• **Records for the task**
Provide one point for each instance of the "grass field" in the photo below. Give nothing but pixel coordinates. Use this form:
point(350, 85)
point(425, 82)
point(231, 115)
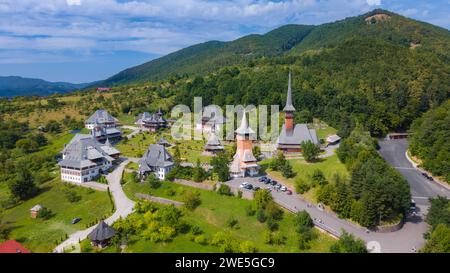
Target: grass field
point(41, 235)
point(211, 217)
point(329, 166)
point(323, 130)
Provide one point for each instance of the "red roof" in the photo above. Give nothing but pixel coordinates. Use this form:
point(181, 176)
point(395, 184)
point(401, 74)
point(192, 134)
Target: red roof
point(12, 246)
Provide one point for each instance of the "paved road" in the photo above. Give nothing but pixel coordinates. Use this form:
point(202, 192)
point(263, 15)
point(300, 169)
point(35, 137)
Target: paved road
point(393, 151)
point(123, 205)
point(401, 241)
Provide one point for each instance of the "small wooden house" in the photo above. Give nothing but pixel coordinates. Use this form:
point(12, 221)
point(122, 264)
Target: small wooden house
point(34, 211)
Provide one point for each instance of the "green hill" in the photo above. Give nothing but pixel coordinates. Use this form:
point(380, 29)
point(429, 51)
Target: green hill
point(212, 55)
point(379, 24)
point(293, 40)
point(12, 86)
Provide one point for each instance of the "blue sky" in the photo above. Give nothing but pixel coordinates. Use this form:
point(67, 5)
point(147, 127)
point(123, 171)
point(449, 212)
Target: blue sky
point(87, 40)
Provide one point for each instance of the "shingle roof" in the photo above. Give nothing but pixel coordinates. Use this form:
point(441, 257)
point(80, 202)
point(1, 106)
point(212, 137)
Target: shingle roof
point(244, 129)
point(155, 156)
point(84, 148)
point(300, 134)
point(102, 232)
point(213, 143)
point(101, 116)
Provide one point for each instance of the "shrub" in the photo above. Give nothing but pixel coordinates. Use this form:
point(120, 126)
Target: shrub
point(170, 192)
point(273, 211)
point(318, 178)
point(271, 224)
point(278, 238)
point(72, 196)
point(153, 181)
point(267, 237)
point(231, 222)
point(45, 213)
point(201, 239)
point(196, 230)
point(249, 211)
point(301, 186)
point(247, 247)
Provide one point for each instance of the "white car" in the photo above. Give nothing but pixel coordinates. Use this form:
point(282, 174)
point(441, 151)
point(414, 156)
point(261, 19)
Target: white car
point(243, 185)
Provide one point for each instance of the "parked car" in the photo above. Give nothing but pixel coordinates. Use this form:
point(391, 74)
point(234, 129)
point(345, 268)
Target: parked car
point(75, 220)
point(243, 185)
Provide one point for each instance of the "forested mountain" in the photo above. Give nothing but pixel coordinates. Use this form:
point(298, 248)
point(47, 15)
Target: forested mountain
point(382, 25)
point(212, 55)
point(17, 86)
point(207, 57)
point(430, 140)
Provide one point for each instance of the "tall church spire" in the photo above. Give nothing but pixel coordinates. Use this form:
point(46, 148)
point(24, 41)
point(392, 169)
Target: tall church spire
point(289, 107)
point(244, 129)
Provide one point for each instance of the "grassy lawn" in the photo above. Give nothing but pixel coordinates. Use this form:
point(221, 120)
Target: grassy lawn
point(329, 166)
point(40, 235)
point(323, 130)
point(132, 166)
point(211, 217)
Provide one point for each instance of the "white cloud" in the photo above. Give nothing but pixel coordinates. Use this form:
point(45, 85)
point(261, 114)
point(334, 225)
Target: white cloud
point(152, 26)
point(73, 2)
point(373, 2)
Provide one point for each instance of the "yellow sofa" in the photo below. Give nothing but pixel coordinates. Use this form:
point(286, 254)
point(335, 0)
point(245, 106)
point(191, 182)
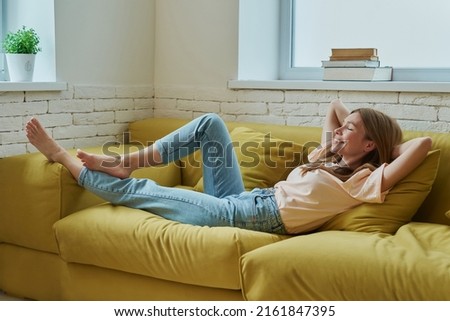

• **Challenge**
Copy every line above word for word, and leave out the pictures.

• **Correct response**
Provide one point for each instance of the "grass field" in the photo below. Give nothing but pixel coordinates. Use this form:
point(350, 85)
point(425, 82)
point(231, 115)
Target: grass field
point(41, 235)
point(211, 217)
point(329, 166)
point(323, 130)
Provide one point for each instance of the "red roof" in the photo above. Give nothing but pixel coordinates. Use this form:
point(181, 176)
point(395, 184)
point(401, 74)
point(192, 134)
Target: red roof
point(12, 246)
Provide one point for each instance of the "paved road" in the photo above. Give nothing but pixel coordinates. Use this form:
point(202, 192)
point(263, 15)
point(300, 169)
point(35, 137)
Target: paved road
point(393, 151)
point(123, 205)
point(401, 241)
Provide one point for each instance of the "small wooden house" in the photo above. Give nothing but pixel coordinates. Use this form:
point(12, 221)
point(122, 264)
Target: small wooden house
point(34, 211)
Provide one point for each instance of the "green hill" in the photo above. Give nothing but pixel coordinates. Use this form:
point(380, 29)
point(429, 51)
Target: green hill
point(212, 55)
point(379, 24)
point(293, 40)
point(12, 86)
Provide one point for each instance of the "blue sky" in the photo above. Give nothing but pixel coordinates. Use this form:
point(67, 5)
point(147, 127)
point(123, 171)
point(449, 212)
Target: blue sky
point(87, 40)
Provide one point for each instance of the "shingle roof" in the photo above. Give nothing but pixel coordinates. Use this form:
point(441, 257)
point(80, 202)
point(1, 106)
point(212, 137)
Target: shingle roof
point(244, 129)
point(155, 156)
point(84, 148)
point(300, 134)
point(102, 232)
point(213, 143)
point(101, 116)
Provide one point for each instance of the "shrub" in the photo above. Give nothing but pixel coordinates. Use this form:
point(120, 126)
Target: shrub
point(170, 192)
point(273, 211)
point(318, 178)
point(271, 224)
point(278, 238)
point(72, 196)
point(153, 181)
point(267, 237)
point(231, 222)
point(45, 213)
point(201, 239)
point(196, 230)
point(249, 211)
point(301, 186)
point(247, 247)
Provide one point for each instance of the "white car" in the photo above. Give nothing but pixel coordinates. Use this form:
point(282, 174)
point(441, 151)
point(414, 156)
point(261, 19)
Target: white car
point(243, 185)
Provide one point for each instance of the "parked car" in the photo above. Give nothing but pixel coordinates. Use this form:
point(391, 74)
point(234, 129)
point(345, 268)
Target: parked car
point(75, 220)
point(243, 185)
Provide one point for each instance of the "forested mountain" in the photo above. Give nothing but pixel coordinates. Use this form:
point(298, 248)
point(47, 15)
Target: forested mountain
point(382, 25)
point(212, 55)
point(17, 86)
point(207, 57)
point(430, 140)
Provide one point for each instance of the "tall church spire" in the photo above. Give nothing but pixel coordinates. Use this form:
point(46, 148)
point(24, 41)
point(392, 169)
Target: tall church spire
point(289, 107)
point(244, 129)
Provide one point for each instance of the "grassy lawn" in the photo above. Give nothing but pixel coordinates. Use this form:
point(221, 120)
Target: grassy lawn
point(329, 166)
point(40, 235)
point(323, 130)
point(132, 166)
point(211, 217)
Provide one point for each instance of the "white cloud" in the photo above. Give nothing but pixel coordinates. Use this form:
point(45, 85)
point(261, 114)
point(334, 225)
Target: white cloud
point(152, 26)
point(73, 2)
point(373, 2)
Provide one point for each instance of the "yellow sofa" in the photo below. Give nothing but pixel coordinates. Use this form:
point(286, 254)
point(335, 0)
point(245, 106)
point(191, 182)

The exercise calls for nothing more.